YOUR TASKS =>
- a) Reproduce the stretch from "Who did you" through "a few months." in the forum thread about drying wood for smoking.
- b) In the forum thread about drying wood for smoking, what happens to cherry bark as it dries?

**** SELECTED TEXT

Hello Ben.  YES!  Thanks for asking.  Good luck.  NAH! just teasin

I would chop it down into WAY smaller splits; say 1"x1" 0r 1"x2" X 12"-24"long.  MAYBE 2"x2"  Keep it dry and off the ground.  Stack it to allow for good air flow.  IF the bark comes off easy enough now it will dry quicker.  If not then when drier you can remove the bark easier.  Those big stumps would probably take a couple years to dry.  Split them down and you are looking at the best part of one year.  If you can get a supply from him about every 6 months.  Oak, cherry, etc..  That way you will always have a good supply.  Just my opinion.  Keep Smokin!

Danny


----------



## red robbo 69 (Jul 20, 2015)

Hi Ben, 

Was looking up tree surgeons around Medway/Maidstone myself and about to start making a few calls 

Who did you get the wood from and did he charge?

Thanks

Robin


----------



## smokewood (Jul 28, 2015)

I think the larger pieces where they have branches coming off will be difficult to split because the wood is really dense and the wood fibers do not travel in one direction. Cut it right down into smaller chunks as Danny has mentioned,  The bark of the Cherry tree will go all leathery and tough when it dries and is normally really thin, I personally leave it on but you can pull it off.  Keep it off the ground, covered over and with a lot of air circulation to dry it out.  depending on how you cut it, it could be ready in a few months.


----------

********
**** ENTRIES

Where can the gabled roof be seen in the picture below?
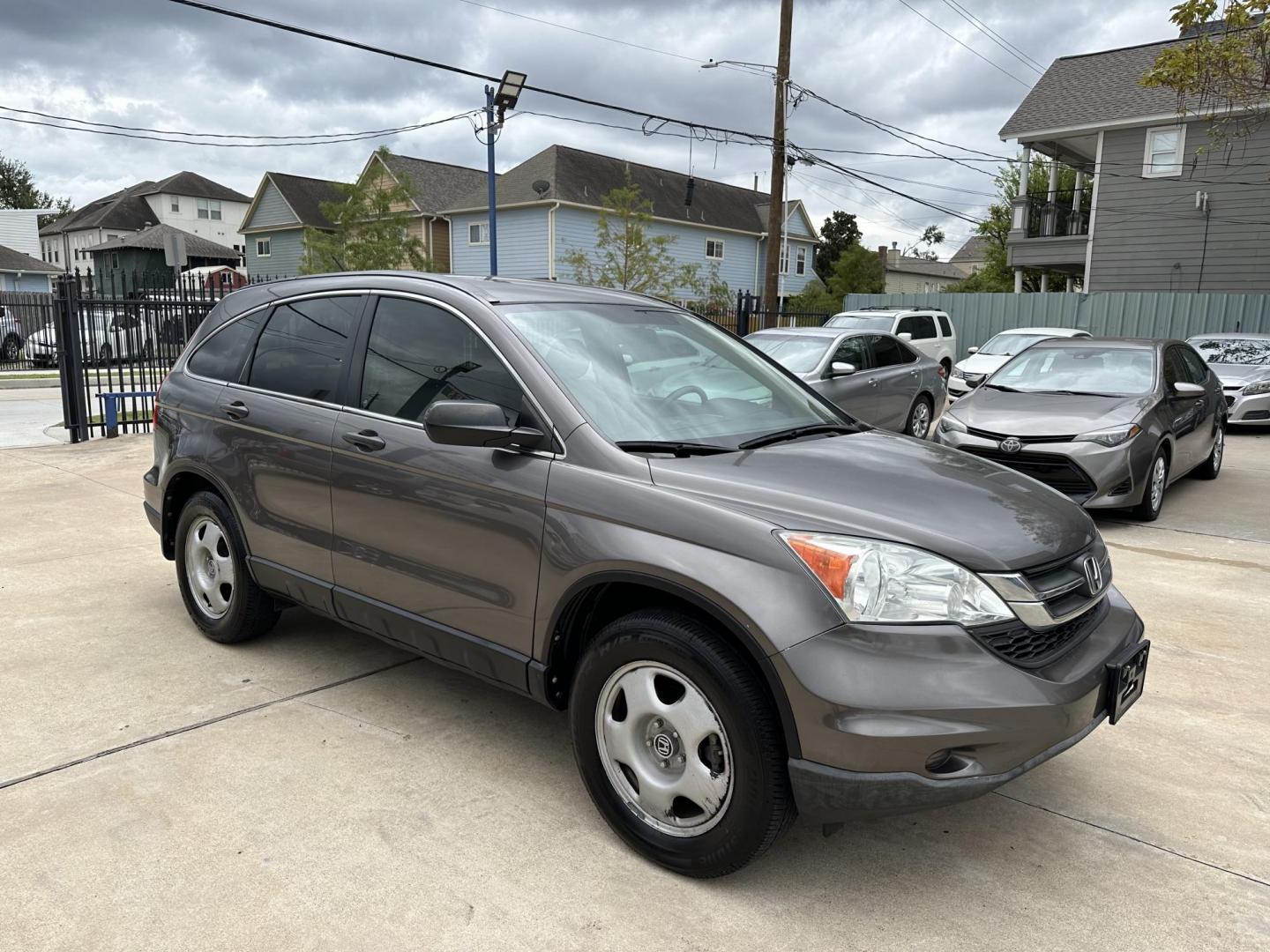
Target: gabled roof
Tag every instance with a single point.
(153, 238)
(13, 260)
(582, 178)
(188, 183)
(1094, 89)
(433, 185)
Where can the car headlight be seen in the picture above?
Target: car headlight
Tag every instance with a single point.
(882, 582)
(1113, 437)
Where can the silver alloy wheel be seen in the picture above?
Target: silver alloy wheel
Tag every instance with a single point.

********

FINAL ANSWERS =>
- a)
Who did you get the wood from and did he charge?

Thanks

Robin


----------



## smokewood (Jul 28, 2015)

I think the larger pieces where they have branches coming off will be difficult to split because the wood is really dense and the wood fibers do not travel in one direction. Cut it right down into smaller chunks as Danny has mentioned,  The bark of the Cherry tree will go all leathery and tough when it dries and is normally really thin, I personally leave it on but you can pull it off.  Keep it off the ground, covered over and with a lot of air circulation to dry it out.  depending on how you cut it, it could be ready in a few months.

- b) It goes all leathery and tough.